Exercise prompt → Can you rewrite the stretch of the listing from the line containing "Question. Identify the carved" through the end of the listing, offsetting every coordinate in the answers by -85 and copying all other lines unchanged?

Dataset extract →
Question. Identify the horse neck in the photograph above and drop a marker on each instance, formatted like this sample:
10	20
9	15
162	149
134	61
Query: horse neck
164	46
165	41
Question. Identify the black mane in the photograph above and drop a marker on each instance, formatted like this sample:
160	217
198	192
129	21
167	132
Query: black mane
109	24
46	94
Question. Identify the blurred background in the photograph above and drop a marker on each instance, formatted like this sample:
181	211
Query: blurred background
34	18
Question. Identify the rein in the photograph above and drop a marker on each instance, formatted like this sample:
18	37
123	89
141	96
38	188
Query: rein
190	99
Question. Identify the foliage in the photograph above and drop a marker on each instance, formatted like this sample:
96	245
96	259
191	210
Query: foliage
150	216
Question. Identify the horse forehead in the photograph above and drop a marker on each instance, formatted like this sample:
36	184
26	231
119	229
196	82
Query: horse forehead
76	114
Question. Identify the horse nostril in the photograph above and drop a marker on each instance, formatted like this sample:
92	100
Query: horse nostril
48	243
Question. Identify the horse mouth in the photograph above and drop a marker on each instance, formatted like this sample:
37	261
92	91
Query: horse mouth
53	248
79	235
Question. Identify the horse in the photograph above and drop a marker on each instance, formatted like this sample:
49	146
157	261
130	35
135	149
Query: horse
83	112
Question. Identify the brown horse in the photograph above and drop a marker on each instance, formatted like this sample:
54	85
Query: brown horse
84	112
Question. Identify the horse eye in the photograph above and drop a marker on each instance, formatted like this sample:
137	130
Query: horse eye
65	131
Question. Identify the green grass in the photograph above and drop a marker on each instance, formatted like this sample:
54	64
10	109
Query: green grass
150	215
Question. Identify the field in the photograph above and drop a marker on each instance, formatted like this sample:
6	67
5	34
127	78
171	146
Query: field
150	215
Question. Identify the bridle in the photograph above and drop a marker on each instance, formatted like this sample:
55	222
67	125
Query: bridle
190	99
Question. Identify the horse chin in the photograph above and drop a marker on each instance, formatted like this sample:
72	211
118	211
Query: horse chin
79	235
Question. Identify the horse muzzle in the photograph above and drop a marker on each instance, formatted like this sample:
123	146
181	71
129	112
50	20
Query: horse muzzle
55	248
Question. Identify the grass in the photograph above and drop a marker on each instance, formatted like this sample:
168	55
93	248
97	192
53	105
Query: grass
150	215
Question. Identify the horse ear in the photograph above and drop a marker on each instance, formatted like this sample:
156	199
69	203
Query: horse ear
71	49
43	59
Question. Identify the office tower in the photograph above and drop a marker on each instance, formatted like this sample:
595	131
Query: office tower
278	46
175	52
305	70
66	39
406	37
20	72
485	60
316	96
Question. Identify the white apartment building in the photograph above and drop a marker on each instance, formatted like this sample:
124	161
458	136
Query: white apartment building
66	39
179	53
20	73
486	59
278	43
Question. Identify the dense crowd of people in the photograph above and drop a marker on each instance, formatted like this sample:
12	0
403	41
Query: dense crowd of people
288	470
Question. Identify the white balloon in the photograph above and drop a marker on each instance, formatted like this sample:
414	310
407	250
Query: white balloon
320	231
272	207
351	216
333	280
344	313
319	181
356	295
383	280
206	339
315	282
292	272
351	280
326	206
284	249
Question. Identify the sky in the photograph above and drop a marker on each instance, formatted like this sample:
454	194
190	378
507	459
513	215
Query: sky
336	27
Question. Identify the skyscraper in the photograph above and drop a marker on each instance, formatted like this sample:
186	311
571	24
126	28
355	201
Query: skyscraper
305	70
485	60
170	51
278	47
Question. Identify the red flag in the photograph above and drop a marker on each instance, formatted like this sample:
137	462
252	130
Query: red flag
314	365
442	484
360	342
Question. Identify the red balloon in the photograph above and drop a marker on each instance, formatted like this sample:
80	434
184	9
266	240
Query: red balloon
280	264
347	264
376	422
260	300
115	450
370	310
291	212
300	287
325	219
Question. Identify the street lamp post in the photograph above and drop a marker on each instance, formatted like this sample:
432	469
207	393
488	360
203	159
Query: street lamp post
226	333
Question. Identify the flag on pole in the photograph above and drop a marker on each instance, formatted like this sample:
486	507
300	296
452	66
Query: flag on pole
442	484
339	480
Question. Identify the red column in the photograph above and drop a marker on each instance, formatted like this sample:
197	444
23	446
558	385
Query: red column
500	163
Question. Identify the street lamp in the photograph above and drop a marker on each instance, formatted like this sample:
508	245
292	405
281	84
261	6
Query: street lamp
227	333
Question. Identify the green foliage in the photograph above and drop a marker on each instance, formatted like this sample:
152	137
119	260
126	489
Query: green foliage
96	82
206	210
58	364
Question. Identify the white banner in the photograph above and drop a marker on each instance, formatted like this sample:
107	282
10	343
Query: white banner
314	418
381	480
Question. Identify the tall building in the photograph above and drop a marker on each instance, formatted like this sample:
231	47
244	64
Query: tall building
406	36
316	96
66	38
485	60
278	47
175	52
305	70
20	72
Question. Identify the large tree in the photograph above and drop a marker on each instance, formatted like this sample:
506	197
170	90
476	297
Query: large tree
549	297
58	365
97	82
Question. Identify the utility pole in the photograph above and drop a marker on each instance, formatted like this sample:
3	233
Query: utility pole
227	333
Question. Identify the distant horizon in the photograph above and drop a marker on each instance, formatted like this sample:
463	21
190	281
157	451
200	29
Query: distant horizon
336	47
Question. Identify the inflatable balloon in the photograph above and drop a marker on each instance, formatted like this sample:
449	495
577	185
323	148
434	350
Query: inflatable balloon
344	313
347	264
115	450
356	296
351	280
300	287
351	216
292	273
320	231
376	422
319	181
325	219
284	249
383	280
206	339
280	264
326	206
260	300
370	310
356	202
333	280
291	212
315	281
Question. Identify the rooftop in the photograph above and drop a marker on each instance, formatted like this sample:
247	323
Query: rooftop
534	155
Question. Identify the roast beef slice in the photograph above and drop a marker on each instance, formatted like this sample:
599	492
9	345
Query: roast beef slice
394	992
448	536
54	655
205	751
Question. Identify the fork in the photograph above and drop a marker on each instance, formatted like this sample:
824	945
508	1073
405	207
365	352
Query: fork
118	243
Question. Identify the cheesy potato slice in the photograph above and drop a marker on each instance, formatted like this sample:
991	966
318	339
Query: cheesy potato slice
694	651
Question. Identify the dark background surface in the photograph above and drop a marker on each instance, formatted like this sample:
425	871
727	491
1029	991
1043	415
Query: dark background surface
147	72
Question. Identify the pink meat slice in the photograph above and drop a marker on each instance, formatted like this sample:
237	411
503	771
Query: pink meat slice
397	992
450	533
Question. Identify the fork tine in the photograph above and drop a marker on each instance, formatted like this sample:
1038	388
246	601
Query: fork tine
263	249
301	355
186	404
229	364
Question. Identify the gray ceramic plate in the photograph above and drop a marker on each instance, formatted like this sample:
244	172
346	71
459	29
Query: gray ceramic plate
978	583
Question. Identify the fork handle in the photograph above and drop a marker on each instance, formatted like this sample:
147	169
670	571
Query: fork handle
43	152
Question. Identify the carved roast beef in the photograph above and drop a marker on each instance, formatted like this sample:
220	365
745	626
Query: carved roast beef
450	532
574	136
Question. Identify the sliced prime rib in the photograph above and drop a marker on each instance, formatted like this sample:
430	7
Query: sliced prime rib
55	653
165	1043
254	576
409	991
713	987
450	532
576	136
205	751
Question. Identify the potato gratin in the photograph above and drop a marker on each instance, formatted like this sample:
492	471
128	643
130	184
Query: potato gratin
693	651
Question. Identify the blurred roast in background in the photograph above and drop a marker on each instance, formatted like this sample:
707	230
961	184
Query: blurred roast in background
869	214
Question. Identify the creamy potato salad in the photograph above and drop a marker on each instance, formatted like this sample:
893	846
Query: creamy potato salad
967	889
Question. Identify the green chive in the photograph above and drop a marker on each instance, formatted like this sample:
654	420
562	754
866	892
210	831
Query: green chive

Full response →
Question. Identify the carved roast beef in the photograph above and drop a marker on each instance, formatted like this sample:
220	365
745	626
Query: carved roast beef
365	447
489	51
Question. Identify the sliced prime rib in the photograph above and drop a marker on each instance, formatted like this sample:
430	7
Query: sliced prime rib
-30	568
80	958
169	491
324	906
628	902
365	447
491	51
120	666
Question. Identify the potato gratin in the photograph above and drop a marker on each instance, formatted like this sample:
492	471
128	643
130	184
Query: potato gratin
608	566
Question. Identify the blurred roast in background in the photograph above and drop a marker on each instance, formatted like this sample:
707	230
961	184
Query: blurred roast in background
784	129
Question. Identify the creamy potato salad in the photograph above and drop a marker on each instance, formatted like this sample:
893	846
Query: creamy potato salad
882	804
Question. Identify the green chive in the photograph above and drop a marker on each instance, formatted like this sample:
654	420
562	754
866	892
210	831
Query: green chive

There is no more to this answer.